### PAGE EXCERPT
Though even in the latter scenario, it's still prudent to narrow the scope of your bleeding-edge tech as much as possible (e.g. if you're doing a cryptocurrency app, you probably shouldn't be trying to make your own NoSQL database at the same time).

3 comments

>Though even in the latter scenario, it's still prudent to narrow the scope of your bleeding-edge tech as much as possible (e.g. if you're doing a cryptocurrency app, you probably shouldn't be trying to make your own NoSQL database at the same time).

Nonsense, the database is the back up plan so you can pivot to a DB company if your main thing doesn't work out.

Or pivot to "we're a blockchain-based database". And when that fails, "we're a blockchain stored in a database". After that, you'll have to get creative with the neologisms: "we're the first ever datachain backed by a Baseblock".
Hasn't the blockchain hype subsided a little by now?
Atleast in India its gone completely, Here they started with a blockchain( just a database stored on a central government servers) for everything. After crytpo currency got banned here and now i don't even hear blockchain anymore. People can't even differentiate between blockchain and Bitcoin lol.

### GIVEN INFORMATION
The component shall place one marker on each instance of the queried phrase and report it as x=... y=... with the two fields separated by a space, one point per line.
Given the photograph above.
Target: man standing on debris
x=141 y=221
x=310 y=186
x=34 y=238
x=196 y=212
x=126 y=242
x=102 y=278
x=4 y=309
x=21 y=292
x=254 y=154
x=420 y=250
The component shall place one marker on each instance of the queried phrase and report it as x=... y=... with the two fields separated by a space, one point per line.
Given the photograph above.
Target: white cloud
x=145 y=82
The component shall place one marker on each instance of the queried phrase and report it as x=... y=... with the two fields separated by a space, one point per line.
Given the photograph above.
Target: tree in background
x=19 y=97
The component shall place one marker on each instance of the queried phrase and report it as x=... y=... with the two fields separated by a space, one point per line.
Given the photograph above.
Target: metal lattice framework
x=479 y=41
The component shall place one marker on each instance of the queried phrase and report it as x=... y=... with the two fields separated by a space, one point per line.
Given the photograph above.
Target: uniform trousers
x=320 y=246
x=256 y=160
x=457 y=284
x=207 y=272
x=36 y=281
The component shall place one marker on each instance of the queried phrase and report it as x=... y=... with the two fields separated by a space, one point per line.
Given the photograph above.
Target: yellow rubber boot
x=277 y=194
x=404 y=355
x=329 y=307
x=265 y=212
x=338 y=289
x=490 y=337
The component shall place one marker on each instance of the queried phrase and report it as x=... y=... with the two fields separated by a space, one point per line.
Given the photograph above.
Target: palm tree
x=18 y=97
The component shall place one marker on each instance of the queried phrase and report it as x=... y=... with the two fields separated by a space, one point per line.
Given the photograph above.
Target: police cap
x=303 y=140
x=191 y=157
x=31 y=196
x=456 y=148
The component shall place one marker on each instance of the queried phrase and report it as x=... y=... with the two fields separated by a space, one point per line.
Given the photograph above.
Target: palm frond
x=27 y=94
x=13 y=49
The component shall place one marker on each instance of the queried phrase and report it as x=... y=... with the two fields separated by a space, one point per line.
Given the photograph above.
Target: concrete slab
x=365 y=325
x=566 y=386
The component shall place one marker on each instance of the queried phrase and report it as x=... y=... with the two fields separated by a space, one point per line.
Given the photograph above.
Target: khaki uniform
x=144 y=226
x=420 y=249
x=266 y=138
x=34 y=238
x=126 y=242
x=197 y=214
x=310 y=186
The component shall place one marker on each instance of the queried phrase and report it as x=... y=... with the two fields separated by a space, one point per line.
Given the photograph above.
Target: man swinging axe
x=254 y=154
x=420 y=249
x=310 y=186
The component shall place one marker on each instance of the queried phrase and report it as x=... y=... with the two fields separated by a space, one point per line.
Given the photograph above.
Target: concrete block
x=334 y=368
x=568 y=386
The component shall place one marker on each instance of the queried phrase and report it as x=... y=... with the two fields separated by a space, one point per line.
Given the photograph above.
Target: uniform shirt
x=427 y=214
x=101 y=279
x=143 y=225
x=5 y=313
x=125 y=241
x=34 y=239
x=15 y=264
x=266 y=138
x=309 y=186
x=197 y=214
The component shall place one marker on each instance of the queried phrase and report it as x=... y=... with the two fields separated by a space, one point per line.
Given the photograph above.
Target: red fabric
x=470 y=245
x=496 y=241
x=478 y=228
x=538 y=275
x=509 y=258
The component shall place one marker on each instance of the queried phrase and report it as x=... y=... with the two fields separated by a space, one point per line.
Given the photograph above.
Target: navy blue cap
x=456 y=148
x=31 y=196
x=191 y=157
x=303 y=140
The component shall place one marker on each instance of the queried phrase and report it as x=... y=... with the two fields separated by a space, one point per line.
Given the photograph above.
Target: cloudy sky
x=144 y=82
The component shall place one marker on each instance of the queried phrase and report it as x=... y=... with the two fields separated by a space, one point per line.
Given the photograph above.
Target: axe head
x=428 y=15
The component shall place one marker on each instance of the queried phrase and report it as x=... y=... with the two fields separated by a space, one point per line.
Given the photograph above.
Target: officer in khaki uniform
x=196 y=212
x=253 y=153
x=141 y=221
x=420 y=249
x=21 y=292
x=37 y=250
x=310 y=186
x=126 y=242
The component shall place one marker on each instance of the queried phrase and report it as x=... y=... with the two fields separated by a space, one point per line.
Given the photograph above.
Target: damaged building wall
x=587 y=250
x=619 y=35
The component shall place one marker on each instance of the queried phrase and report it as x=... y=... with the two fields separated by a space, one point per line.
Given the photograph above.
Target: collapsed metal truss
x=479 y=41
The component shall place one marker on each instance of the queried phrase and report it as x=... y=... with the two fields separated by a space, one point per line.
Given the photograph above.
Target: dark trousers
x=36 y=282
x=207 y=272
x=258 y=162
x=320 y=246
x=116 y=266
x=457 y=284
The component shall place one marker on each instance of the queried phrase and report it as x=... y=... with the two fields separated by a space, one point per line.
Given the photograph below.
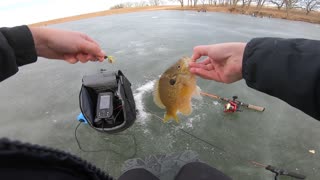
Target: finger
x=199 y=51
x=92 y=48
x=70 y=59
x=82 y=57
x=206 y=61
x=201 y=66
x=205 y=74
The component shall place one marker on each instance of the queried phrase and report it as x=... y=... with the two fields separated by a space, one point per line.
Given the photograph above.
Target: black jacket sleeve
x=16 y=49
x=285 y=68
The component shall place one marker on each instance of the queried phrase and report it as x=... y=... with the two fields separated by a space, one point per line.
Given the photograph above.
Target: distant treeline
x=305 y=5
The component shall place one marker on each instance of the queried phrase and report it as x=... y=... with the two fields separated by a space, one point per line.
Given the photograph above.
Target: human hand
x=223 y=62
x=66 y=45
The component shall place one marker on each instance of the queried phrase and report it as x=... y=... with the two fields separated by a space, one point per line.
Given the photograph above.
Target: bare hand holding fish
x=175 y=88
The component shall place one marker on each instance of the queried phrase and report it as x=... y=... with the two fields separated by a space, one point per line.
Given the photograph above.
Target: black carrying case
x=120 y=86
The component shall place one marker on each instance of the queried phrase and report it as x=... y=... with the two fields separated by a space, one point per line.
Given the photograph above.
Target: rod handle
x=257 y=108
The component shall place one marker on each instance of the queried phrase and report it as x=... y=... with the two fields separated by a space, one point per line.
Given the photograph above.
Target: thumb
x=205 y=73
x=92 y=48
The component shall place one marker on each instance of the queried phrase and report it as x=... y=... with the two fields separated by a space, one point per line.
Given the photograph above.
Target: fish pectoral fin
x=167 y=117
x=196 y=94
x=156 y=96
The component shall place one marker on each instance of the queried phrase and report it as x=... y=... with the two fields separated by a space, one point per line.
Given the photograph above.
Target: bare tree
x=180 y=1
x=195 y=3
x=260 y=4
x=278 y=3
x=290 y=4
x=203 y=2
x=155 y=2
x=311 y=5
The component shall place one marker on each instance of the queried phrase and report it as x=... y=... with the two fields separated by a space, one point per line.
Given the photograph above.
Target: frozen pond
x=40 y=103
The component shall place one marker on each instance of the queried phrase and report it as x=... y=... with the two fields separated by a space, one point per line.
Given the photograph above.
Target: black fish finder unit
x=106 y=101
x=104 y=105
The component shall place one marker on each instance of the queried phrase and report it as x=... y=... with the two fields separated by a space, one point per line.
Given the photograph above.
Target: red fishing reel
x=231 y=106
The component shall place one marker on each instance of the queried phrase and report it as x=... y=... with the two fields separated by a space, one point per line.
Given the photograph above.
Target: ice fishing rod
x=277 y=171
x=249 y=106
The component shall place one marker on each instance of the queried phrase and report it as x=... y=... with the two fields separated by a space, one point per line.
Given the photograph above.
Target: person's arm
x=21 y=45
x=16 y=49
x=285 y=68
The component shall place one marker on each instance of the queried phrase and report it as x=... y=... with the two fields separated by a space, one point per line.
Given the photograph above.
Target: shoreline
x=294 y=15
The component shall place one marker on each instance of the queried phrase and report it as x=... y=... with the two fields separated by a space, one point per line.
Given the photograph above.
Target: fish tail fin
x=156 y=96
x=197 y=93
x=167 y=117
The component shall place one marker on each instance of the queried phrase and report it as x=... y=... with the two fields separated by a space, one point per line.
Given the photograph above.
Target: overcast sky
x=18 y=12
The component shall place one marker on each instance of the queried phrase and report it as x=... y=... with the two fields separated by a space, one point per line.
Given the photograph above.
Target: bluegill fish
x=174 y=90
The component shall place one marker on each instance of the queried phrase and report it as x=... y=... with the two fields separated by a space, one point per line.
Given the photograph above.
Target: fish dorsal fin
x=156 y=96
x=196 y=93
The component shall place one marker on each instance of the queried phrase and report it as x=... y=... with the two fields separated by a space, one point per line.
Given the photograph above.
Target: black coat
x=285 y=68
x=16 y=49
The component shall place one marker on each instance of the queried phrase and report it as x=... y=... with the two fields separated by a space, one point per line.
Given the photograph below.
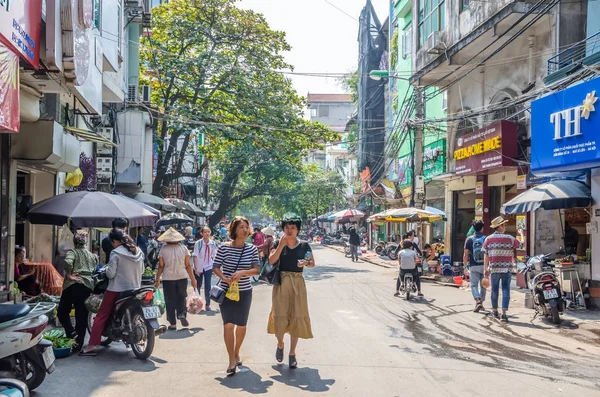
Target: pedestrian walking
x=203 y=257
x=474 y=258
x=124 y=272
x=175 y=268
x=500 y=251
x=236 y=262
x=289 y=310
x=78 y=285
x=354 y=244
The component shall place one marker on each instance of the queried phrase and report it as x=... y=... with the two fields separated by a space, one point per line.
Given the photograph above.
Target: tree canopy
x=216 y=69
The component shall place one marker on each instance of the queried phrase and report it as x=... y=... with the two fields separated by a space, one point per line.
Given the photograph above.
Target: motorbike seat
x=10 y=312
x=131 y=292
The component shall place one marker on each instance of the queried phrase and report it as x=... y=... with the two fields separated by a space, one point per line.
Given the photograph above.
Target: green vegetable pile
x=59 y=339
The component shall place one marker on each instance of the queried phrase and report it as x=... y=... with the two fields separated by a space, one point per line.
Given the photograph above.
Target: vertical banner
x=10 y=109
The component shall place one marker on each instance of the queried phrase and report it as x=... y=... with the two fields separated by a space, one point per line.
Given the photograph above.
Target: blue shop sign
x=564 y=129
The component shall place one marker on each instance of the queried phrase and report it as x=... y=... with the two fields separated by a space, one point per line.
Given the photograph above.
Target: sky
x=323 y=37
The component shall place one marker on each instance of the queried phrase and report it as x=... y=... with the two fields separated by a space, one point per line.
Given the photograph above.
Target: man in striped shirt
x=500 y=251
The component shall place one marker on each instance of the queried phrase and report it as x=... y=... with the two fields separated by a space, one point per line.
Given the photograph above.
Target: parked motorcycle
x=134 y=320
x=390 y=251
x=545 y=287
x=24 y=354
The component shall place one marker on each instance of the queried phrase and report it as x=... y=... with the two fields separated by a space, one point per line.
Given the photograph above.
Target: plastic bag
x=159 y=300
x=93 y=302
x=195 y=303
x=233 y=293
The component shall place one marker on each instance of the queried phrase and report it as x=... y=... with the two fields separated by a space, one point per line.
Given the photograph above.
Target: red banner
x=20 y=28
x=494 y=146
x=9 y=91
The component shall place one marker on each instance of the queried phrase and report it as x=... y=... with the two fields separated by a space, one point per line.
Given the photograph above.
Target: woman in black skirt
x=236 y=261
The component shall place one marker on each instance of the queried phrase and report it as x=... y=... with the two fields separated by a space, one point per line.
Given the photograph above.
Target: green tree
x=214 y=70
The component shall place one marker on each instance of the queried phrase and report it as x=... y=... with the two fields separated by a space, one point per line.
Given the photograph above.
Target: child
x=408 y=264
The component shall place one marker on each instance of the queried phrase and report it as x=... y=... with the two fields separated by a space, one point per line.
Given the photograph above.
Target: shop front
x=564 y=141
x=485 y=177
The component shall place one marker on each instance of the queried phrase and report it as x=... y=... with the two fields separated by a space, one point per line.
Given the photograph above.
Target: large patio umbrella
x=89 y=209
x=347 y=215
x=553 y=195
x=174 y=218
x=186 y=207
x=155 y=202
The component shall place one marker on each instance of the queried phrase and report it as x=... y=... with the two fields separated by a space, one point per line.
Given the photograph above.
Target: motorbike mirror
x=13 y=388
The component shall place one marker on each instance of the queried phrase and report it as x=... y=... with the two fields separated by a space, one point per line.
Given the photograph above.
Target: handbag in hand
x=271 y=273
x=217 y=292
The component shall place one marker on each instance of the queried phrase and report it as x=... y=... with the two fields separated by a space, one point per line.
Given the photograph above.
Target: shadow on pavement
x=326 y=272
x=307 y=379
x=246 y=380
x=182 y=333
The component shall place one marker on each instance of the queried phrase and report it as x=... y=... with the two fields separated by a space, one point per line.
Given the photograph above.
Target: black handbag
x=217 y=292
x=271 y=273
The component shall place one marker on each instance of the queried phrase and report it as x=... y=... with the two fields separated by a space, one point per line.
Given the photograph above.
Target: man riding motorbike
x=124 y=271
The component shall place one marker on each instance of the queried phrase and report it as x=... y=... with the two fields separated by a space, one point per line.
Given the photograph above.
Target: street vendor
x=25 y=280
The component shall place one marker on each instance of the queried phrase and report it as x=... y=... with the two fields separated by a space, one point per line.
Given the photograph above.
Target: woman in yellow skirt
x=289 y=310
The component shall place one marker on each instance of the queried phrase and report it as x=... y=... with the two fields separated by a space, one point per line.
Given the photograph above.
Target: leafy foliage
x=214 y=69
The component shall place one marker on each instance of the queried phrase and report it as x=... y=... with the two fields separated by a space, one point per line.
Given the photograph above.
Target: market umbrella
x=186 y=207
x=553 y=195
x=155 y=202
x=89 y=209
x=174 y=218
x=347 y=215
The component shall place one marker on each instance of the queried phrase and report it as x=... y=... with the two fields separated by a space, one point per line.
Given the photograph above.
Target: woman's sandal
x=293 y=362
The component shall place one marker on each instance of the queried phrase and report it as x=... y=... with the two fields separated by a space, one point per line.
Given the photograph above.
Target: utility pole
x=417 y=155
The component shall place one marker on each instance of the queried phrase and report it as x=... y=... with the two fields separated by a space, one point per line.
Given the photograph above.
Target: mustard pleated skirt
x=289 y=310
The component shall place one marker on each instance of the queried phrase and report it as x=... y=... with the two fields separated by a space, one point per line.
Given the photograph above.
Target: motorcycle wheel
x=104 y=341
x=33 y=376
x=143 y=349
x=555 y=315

### SET EXERCISE
Write out the passage of the blockchain discussion from "Nonsense, the database" up to and including "and Bitcoin lol.". The material comes from a different source than the text.

### FINAL ANSWER
Nonsense, the database is the back up plan so you can pivot to a DB company if your main thing doesn't work out.

Or pivot to "we're a blockchain-based database". And when that fails, "we're a blockchain stored in a database". After that, you'll have to get creative with the neologisms: "we're the first ever datachain backed by a Baseblock".
Hasn't the blockchain hype subsided a little by now?
Atleast in India its gone completely, Here they started with a blockchain( just a database stored on a central government servers) for everything. After crytpo currency got banned here and now i don't even hear blockchain anymore. People can't even differentiate between blockchain and Bitcoin lol.